(Excerpts from a point labeling dataset)
= = = = =

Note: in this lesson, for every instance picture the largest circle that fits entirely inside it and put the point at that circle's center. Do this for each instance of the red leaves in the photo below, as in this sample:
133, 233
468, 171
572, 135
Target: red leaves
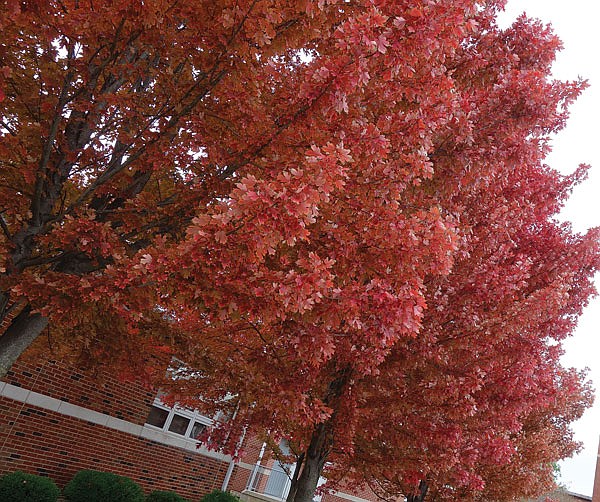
343, 204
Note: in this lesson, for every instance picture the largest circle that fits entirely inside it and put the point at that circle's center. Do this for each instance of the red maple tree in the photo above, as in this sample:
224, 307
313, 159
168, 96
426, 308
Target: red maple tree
336, 211
336, 297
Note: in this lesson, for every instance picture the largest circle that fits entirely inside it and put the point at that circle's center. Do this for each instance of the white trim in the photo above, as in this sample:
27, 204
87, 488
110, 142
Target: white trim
146, 431
346, 496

= = = = =

Exercise directions —
Reproduce every one of the lines above word for word, omitting the pictures.

Output of the exercise —
Note: in this lesson, for every instance picture the largest circle that fits entirely inside it and put the point at that circle's center. Do this for each instance of the red leaves in the photo below, as in this sample:
133, 233
468, 171
572, 135
Target: red leaves
343, 204
Note: in this lesson, for every instance picture the largest circle that fits entirely inside it and put the point at that circle's center. Do this for each instance of the red maple tree in the photo above, as in this sample:
224, 307
313, 159
168, 96
426, 308
Target: red maple tree
336, 211
336, 297
Note: in this lesson, for every instance picture the largest circle that fits entirely inside it and put the point at that circle's center. Do this for each instance of the white trim in the photo above, as in this sample:
27, 204
87, 488
110, 142
Target: white trim
146, 431
346, 496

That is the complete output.